-- Begin --
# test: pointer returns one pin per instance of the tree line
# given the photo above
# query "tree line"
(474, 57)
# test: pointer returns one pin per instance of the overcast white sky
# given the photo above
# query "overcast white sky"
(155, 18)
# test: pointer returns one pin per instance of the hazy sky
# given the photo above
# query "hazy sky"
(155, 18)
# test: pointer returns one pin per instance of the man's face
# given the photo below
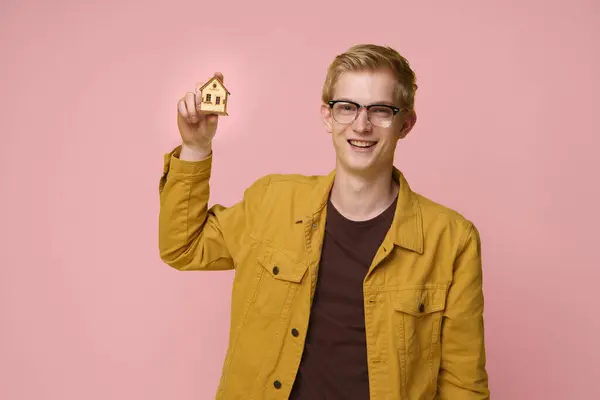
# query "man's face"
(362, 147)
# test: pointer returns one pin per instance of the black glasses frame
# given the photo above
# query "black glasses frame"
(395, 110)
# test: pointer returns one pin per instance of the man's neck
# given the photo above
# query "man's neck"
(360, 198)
-- End --
-- Begin --
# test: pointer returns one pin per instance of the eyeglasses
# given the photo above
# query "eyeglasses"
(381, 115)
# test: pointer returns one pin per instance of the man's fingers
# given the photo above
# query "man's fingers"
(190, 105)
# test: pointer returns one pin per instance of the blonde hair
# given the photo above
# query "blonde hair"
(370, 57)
-- End --
* **Task objective**
Show every line of the data above that contains the string "neck", treating uppercase and lowercase as different.

* **Answer below**
# test: pointer returns one pin per instance of the man's neck
# query "man's neck"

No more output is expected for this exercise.